--- start of Dataset ---
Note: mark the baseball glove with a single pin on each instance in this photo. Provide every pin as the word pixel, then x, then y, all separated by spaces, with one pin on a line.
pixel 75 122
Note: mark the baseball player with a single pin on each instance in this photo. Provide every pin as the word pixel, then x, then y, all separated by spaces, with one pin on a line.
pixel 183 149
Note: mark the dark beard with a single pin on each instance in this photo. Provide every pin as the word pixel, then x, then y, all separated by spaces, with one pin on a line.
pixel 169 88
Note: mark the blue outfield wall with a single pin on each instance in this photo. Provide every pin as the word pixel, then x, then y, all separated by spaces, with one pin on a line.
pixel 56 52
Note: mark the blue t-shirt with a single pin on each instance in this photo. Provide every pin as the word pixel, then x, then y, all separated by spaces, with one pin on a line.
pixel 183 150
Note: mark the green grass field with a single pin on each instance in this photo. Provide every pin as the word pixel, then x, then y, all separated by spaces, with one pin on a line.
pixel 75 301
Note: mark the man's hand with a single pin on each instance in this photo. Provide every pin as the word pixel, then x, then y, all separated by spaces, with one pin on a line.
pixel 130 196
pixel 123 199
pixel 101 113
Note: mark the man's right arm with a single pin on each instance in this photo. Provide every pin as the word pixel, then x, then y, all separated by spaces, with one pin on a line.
--- end of Dataset ---
--- start of Dataset ---
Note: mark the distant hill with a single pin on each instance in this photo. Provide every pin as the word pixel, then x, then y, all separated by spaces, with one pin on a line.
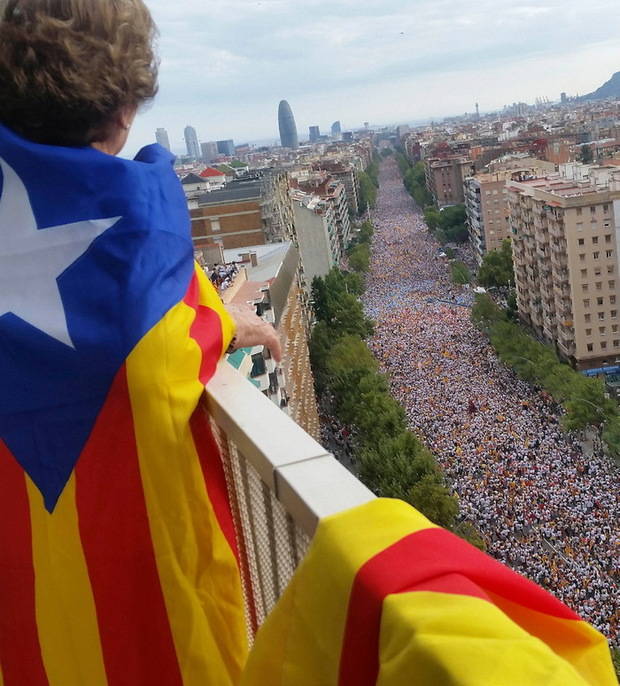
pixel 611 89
--- end of Dataset ---
--- start of Dataset ---
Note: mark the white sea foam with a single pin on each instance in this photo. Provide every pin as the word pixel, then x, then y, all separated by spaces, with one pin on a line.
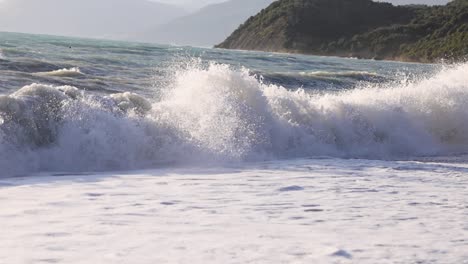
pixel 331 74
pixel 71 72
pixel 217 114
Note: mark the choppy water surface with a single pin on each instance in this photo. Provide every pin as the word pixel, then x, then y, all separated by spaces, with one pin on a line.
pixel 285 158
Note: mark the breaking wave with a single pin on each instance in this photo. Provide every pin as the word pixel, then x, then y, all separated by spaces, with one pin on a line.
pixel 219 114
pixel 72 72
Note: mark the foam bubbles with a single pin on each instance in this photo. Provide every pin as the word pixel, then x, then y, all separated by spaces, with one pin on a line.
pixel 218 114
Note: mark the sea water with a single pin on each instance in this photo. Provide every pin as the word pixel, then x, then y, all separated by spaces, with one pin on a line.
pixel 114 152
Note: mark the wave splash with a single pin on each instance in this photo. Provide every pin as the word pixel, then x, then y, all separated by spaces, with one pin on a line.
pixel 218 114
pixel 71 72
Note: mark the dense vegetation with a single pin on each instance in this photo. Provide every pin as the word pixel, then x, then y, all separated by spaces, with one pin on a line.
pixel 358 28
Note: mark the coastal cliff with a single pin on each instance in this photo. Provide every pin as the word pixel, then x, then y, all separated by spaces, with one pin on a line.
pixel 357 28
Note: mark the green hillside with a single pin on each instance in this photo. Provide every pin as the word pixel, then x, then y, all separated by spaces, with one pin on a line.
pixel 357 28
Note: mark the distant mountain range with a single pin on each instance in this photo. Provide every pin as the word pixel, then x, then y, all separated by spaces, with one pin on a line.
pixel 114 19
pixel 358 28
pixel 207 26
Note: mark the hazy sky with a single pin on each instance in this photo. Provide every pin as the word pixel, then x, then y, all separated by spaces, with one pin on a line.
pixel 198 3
--- end of Dataset ---
Aim:
Convert the lines from the one containing "Note: mark the hazy" through the one containing "pixel 198 3", inclusive, into a JSON list of strings, one string per line, leaving out blank lines.

Worked solution:
[
  "Note: mark the hazy sky with a single pin on each instance in this photo. Provide every pin as the word pixel, then x, then y, all separated by spaces, with one pin on a line.",
  "pixel 198 3"
]